» **Study questions**
**1.** Answer these from the text on Rufus Harley:
(a) What caused his death?
(b) How many copies were made of the limited edition of Courage - The Atlantic Recordings?
(c) With which teacher did he study?
**2.** Carry on the text about Rufus Harley and the film on his life from the point where it ends.

He died at Philadelphia's Albert Einstein Medical Center on July 31, 2006 of prostate cancer. He is survived by his former wife Barbara Jean Jones, 16 children, and 15 grandchildren. One of his sons, Messiah Patton Harley, also of Philadelphia, is a trumpeter who often performed with his father.
A new documentary film entitled Pipes of Peace, an intimate profile of the late Philadelphia musician, directed and produced by fellow Philadelphian George Manney, was released by Brotherly Love All-Star Tour productions in 2008.
A posthumous retrospective on Rhino Handmade, Courage - The Atlantic Recordings, was released in November of 2006 as a 3,000 copy limited edition, and contains all the tracks from his four Atlantic LPs, plus an unreleased track of Pete Seeger's composition Where Have All the Flowers Gone?.
Rufus Harley: Pipes of Peace
Pipes of Peace
Produced and directed by George Manney
A Brotherly Love All-Star Tour Production
Rufus Harley (1936-2006) was a supreme individualist. He started out as a very competent reed player—on soprano, alto, and tenor sax, as well as the flute. He studied with Dennis Sandole, a supreme teacher, who sired the Coltrane generation of Philadelphia-rooted musicians. Then the desire to be unique took hold of him. He mastered the bagpipe (!), and made four very successful LPs for Atlantic Records, contributing to his world-wide renown. Then he came out with a message of peace, love, the unity of all peoples, and the love of America. In his unusual attire, he gave replicas of the Liberty Bell to such celebrities as Bill Cosby and Ed Rendell. Giving up the things of this world, he took to the streets of Philadelphia, where he could often be heard playing for the workers in Center City. In effect, he became a sort of latter-day saint.
George Manney, a filmmaker and musician, has produced a film telling the story of the colorful bagpiper and individualist, with conversations with Harley, as well as recollections by Kenny Gamble, Laurie Anderson, Byard Lancaster, and many other musicians, along with film footage from Harley's performances. The result is a heartwarming portrayal of Rufus Harley, the man and his music, that will etch the memory of the bagpiper firmly in the consciousness of anyone who views the film. Manney captures all the color, sound, and words of an era when a person could dare to be who he really was, without the social mask, and in the process convey a philosophy and a message.

Saved entries
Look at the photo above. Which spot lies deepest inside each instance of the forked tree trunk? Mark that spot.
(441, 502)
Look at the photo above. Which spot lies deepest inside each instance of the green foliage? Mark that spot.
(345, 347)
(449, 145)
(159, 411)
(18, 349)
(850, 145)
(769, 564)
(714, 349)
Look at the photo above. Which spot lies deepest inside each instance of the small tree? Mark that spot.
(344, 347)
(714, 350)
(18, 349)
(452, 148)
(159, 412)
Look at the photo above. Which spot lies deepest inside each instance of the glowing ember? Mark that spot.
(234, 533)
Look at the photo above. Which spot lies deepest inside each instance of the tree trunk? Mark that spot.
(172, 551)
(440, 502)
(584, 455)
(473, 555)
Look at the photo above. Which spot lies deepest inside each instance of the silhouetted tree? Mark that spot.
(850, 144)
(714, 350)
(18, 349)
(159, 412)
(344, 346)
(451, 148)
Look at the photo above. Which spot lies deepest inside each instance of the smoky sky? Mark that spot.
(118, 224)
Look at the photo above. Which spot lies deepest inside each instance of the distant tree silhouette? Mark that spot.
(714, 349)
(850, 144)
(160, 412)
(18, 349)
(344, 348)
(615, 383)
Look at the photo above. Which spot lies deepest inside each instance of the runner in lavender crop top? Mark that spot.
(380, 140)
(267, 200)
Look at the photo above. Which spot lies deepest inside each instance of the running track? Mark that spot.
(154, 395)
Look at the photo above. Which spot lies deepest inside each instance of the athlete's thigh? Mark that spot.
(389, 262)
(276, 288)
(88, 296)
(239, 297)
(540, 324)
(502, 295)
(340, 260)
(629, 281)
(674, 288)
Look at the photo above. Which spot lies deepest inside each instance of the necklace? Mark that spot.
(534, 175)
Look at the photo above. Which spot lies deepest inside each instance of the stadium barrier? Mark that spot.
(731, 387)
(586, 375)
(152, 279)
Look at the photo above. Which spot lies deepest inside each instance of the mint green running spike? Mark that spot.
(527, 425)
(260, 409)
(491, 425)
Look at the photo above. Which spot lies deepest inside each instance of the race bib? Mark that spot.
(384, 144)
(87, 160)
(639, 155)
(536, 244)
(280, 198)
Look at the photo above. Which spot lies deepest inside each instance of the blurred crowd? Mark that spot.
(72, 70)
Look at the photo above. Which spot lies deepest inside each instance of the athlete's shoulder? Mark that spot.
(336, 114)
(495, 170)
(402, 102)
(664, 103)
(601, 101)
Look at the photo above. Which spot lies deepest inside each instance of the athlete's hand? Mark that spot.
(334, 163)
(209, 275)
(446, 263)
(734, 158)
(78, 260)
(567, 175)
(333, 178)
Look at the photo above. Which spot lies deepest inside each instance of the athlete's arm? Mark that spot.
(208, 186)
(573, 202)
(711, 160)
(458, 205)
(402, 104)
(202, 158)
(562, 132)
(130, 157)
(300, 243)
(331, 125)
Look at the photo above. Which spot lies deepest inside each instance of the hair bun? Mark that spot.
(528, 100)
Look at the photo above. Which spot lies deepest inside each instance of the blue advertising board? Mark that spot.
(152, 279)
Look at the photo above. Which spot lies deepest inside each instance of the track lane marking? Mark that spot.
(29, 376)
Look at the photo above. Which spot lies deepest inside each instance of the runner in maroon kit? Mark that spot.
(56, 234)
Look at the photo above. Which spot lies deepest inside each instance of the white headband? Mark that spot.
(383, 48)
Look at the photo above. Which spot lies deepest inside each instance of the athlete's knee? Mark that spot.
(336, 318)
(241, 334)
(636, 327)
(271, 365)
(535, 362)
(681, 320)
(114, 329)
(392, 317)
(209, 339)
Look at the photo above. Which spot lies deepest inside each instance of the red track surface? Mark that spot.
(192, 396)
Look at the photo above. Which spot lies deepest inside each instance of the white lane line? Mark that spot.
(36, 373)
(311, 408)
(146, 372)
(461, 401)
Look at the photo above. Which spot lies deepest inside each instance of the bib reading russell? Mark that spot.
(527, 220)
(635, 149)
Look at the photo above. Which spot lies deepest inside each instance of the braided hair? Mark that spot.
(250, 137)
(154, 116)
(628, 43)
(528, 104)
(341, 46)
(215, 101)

» **Responses**
**1.**
(a) Prostate cancer.
(b) 3,000 copies.
(c) Dennis Sandole.

**2.**
What makes Harley credible and not just a “weirdo” is that he was a true jazz artist. He turned the bagpipes into a jazz instrument that could match the best of the reed players. (Unfortunately, this achievement is so difficult, that practically no one since has dared attempt it!) He really swung in the bebop and hard bop traditions, and could fit in with any of the top jazz ensembles of the time. But his true purpose in life became that of a good-will ambassador and an avatar of peace.
Was Harley a weird eccentric or a legend of jazz with a powerful message for the world? That will have to be the viewer's call, after weighing the evidence. Watching this film will assure knowledge and understanding of the human phenomenon known as Rufus Harley.
Production Notes: 53 minutes. Color and stereo sound. Formatted for Worldwide distribution. Interviews and commentary by Kenneth Gamble, Laurie Anderson, Stephen Caldwell, Joel Dorn, Odean Pope, Byard Lancaster, Tommy Conwell, Stewkey, Charlie Gracie, David Ivory, Dee Dee Sharp, Messiah and Noah- Harmony Harley, Charlie Gracie Jr. and Josh Yudkin. Cameo appearances by Pat Martino and Gov. Ed Rendell.